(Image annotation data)
------

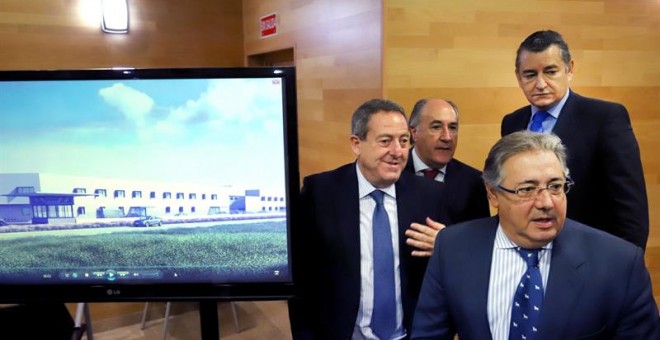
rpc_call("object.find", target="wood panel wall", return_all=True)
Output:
[383,0,660,301]
[0,0,244,331]
[0,0,244,70]
[0,0,660,332]
[243,0,382,176]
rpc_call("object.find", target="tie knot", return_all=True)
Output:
[369,190,385,205]
[422,168,440,179]
[518,248,539,267]
[529,111,550,132]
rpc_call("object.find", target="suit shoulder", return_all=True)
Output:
[503,105,531,120]
[447,158,481,178]
[564,218,640,257]
[303,163,357,186]
[571,92,628,113]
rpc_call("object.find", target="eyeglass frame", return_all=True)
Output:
[497,177,575,199]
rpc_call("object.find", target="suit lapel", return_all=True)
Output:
[539,220,586,339]
[462,216,499,339]
[552,91,580,147]
[334,163,360,282]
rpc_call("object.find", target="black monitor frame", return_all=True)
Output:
[0,67,299,303]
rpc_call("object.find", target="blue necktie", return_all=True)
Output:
[370,190,396,339]
[529,111,550,132]
[509,248,543,340]
[422,168,440,179]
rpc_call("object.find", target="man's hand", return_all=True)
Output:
[406,217,445,257]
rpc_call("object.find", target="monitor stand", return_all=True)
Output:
[199,300,220,340]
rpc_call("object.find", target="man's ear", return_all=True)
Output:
[410,126,417,144]
[486,184,500,209]
[349,135,362,157]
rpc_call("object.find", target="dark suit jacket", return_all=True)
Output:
[501,91,649,249]
[289,163,447,340]
[404,150,490,223]
[412,217,660,340]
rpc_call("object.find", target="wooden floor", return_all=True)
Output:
[83,301,291,340]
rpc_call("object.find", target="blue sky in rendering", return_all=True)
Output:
[0,78,285,188]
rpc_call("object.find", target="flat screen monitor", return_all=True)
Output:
[0,67,299,302]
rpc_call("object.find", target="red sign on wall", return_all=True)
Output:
[259,13,277,38]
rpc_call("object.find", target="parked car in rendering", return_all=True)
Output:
[133,216,163,227]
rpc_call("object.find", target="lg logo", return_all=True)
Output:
[105,289,121,295]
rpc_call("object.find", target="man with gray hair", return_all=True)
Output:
[412,131,660,340]
[289,99,447,340]
[405,99,490,223]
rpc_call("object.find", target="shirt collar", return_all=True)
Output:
[412,148,447,174]
[355,162,396,199]
[532,89,571,119]
[495,224,554,249]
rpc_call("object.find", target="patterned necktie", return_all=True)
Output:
[529,111,550,132]
[509,248,543,340]
[422,168,440,179]
[370,190,396,339]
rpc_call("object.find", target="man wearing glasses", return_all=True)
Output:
[412,131,660,340]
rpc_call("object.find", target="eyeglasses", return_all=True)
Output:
[497,178,575,199]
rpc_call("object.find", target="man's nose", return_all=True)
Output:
[440,127,451,141]
[534,188,552,209]
[536,75,548,89]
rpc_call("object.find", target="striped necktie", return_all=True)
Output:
[509,248,543,340]
[370,190,396,339]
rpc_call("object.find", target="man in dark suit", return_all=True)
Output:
[501,31,649,249]
[289,99,446,339]
[405,99,490,223]
[412,131,660,340]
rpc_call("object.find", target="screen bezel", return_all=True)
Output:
[0,67,300,303]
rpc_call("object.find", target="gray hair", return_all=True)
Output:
[516,30,571,71]
[482,130,569,187]
[408,99,458,128]
[351,99,406,140]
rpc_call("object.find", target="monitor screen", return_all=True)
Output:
[0,67,299,302]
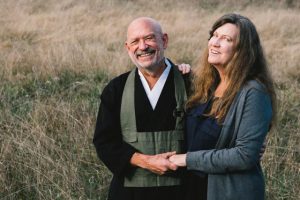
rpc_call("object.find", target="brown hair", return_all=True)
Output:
[186,13,276,123]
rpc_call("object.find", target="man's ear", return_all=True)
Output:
[124,41,129,51]
[162,33,169,49]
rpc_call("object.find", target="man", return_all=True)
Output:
[93,17,187,200]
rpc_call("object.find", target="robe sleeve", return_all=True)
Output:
[93,77,137,176]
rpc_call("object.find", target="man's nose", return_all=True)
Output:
[211,38,220,47]
[139,40,148,50]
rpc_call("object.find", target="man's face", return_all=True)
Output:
[125,20,168,70]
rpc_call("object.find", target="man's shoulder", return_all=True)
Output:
[101,71,130,96]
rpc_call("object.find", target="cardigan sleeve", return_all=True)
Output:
[93,79,136,175]
[186,88,272,173]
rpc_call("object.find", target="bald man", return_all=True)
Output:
[93,17,188,200]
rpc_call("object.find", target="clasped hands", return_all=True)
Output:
[130,151,186,175]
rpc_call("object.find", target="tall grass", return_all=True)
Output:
[0,0,300,200]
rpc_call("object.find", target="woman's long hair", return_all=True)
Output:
[186,13,276,123]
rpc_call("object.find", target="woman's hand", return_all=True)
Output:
[169,154,186,167]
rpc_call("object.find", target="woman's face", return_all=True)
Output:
[208,23,239,67]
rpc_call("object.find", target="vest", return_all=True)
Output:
[120,67,187,187]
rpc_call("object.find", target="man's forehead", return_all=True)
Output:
[127,18,161,39]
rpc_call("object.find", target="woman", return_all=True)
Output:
[170,14,275,200]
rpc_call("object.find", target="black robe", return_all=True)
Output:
[93,65,189,200]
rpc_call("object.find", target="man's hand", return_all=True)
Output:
[178,63,191,74]
[259,140,267,161]
[130,152,178,175]
[169,154,186,167]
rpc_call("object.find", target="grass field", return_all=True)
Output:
[0,0,300,200]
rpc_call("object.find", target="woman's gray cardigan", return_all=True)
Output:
[186,81,272,200]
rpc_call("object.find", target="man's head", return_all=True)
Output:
[125,17,168,71]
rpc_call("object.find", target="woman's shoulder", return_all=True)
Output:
[241,80,267,93]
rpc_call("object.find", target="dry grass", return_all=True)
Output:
[0,0,300,200]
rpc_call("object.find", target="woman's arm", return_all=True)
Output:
[182,88,272,173]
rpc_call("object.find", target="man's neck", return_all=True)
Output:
[139,59,166,90]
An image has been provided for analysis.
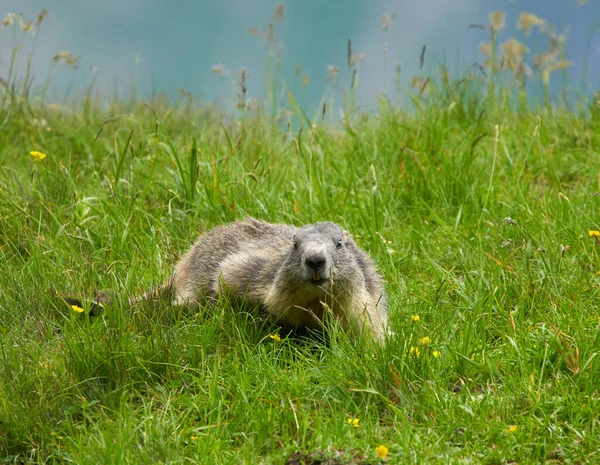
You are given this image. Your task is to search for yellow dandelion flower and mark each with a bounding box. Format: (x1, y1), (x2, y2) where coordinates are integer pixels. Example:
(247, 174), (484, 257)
(517, 11), (546, 37)
(2, 13), (18, 27)
(29, 150), (46, 160)
(488, 11), (505, 32)
(375, 445), (389, 459)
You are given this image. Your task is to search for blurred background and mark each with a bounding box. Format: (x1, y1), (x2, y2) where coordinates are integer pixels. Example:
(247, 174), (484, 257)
(0, 0), (600, 111)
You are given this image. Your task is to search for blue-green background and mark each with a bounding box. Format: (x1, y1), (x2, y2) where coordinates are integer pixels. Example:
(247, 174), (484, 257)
(0, 0), (600, 111)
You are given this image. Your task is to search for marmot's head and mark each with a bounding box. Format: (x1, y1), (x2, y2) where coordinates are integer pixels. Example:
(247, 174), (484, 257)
(280, 222), (360, 290)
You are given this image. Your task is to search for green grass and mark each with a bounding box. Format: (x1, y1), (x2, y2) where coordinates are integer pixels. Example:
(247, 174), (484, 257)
(0, 27), (600, 464)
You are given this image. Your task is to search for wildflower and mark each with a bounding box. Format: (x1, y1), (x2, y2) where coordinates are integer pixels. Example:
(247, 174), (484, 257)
(35, 8), (50, 27)
(29, 150), (46, 161)
(2, 13), (17, 27)
(379, 13), (396, 31)
(19, 16), (35, 35)
(71, 305), (83, 313)
(52, 50), (81, 69)
(488, 11), (505, 32)
(266, 23), (275, 43)
(517, 11), (545, 37)
(375, 445), (389, 459)
(502, 37), (529, 67)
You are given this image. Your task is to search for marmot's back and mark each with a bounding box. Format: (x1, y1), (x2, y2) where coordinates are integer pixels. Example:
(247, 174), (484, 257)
(172, 219), (387, 340)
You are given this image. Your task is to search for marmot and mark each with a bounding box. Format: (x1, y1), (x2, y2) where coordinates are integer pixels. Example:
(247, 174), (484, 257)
(170, 218), (387, 341)
(63, 218), (388, 342)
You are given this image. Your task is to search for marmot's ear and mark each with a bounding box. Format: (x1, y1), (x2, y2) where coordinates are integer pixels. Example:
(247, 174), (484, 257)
(342, 229), (354, 244)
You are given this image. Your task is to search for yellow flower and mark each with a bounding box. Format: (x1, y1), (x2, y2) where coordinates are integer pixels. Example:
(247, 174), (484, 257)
(488, 11), (505, 32)
(517, 11), (545, 37)
(375, 445), (389, 459)
(29, 150), (46, 160)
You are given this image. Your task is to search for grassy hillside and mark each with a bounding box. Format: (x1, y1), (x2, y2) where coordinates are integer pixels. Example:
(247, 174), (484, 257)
(0, 8), (600, 464)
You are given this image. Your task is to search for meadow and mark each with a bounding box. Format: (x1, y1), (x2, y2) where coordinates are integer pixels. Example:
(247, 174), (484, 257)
(0, 5), (600, 465)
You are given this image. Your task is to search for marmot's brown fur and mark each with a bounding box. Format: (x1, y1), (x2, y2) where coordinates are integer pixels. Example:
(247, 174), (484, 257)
(62, 218), (388, 342)
(170, 219), (387, 341)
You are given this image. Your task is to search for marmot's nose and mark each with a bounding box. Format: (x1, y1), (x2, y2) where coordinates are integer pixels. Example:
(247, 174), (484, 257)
(304, 254), (325, 272)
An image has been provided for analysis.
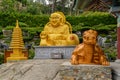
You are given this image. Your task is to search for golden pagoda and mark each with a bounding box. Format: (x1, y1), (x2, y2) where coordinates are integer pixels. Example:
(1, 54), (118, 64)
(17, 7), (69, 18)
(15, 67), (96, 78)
(7, 20), (27, 62)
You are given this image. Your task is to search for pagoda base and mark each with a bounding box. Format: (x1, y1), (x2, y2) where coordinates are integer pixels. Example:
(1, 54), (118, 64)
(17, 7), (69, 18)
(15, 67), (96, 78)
(7, 57), (28, 62)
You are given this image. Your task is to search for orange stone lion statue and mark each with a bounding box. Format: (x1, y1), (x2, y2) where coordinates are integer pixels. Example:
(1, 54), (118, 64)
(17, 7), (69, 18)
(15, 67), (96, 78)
(71, 30), (109, 66)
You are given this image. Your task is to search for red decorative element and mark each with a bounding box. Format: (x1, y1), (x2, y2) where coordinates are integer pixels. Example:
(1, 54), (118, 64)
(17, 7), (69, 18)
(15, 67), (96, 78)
(117, 27), (120, 59)
(70, 36), (74, 40)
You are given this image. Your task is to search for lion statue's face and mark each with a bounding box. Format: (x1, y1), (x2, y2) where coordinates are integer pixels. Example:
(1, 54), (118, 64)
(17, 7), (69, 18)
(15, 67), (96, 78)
(83, 35), (97, 44)
(83, 30), (97, 45)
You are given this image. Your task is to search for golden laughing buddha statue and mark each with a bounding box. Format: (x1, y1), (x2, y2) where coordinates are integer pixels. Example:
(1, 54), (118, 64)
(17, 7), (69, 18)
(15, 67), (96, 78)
(71, 30), (109, 66)
(40, 12), (79, 46)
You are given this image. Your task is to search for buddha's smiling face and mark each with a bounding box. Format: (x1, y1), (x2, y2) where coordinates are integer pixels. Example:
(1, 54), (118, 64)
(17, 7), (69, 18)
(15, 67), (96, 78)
(50, 13), (62, 27)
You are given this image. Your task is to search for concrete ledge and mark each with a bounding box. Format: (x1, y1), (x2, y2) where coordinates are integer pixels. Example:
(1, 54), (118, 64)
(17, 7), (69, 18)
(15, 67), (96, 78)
(34, 46), (76, 59)
(60, 62), (112, 80)
(110, 62), (120, 80)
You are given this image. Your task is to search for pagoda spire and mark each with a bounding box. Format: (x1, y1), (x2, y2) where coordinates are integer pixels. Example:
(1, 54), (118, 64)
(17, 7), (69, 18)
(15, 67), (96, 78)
(7, 20), (27, 61)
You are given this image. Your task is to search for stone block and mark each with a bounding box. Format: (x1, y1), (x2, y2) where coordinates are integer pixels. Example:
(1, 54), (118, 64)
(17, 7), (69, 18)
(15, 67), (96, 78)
(51, 53), (63, 59)
(34, 46), (76, 59)
(60, 62), (112, 80)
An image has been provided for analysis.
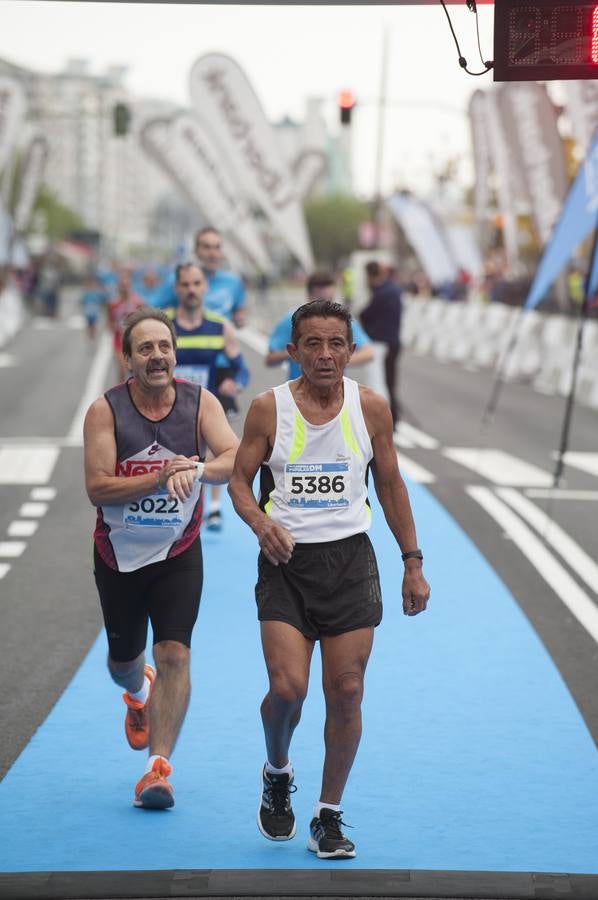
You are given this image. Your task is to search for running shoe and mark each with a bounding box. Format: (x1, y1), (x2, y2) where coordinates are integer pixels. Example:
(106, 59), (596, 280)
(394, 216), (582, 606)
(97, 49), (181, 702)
(307, 806), (355, 859)
(257, 766), (297, 841)
(133, 756), (174, 809)
(206, 509), (222, 531)
(123, 663), (156, 750)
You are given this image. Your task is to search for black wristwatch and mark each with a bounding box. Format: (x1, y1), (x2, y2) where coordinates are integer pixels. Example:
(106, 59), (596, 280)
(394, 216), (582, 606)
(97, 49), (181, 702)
(401, 550), (424, 562)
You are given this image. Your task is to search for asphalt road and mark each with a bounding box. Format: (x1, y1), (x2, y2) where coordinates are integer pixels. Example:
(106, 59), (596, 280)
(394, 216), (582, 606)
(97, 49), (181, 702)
(0, 286), (598, 777)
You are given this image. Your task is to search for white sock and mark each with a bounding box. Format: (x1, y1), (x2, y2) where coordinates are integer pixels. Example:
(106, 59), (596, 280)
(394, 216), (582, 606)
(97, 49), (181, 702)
(266, 760), (294, 775)
(127, 675), (150, 704)
(314, 800), (341, 819)
(143, 753), (168, 775)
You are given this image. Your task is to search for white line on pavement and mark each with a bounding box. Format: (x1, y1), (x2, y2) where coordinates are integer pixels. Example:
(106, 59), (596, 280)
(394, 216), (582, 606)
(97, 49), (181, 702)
(552, 450), (598, 475)
(397, 453), (436, 484)
(523, 488), (598, 501)
(397, 421), (440, 450)
(0, 541), (27, 557)
(442, 447), (552, 487)
(67, 331), (113, 446)
(466, 485), (598, 642)
(6, 519), (39, 537)
(29, 488), (56, 500)
(0, 438), (59, 484)
(19, 502), (48, 519)
(496, 488), (598, 594)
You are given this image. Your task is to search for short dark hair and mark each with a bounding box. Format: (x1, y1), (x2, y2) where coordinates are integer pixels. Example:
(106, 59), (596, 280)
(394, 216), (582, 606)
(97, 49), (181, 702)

------

The request =>
Edit the part of the data that runs from its start through the line containing "[497,177,575,199]" by changing "tie knot" to "necktie knot" and keeping everything else the same. Leave the pictures out of your answer.

Response =>
rpc_call("object.find", target="wood panel wall", return_all=True)
Output:
[383,0,660,301]
[0,0,244,331]
[0,0,244,70]
[0,0,660,332]
[243,0,382,176]
rpc_call("object.find", target="necktie knot", return_all=True)
Output:
[369,190,385,205]
[422,168,440,179]
[518,248,539,267]
[529,111,550,132]
rpc_call("object.find", target="suit shoulder", return_all=True)
Output:
[503,105,531,120]
[447,158,481,178]
[564,218,640,257]
[303,163,357,186]
[571,92,628,113]
rpc_call("object.find", target="eyeglass frame", return_all=True)
Output:
[497,177,575,199]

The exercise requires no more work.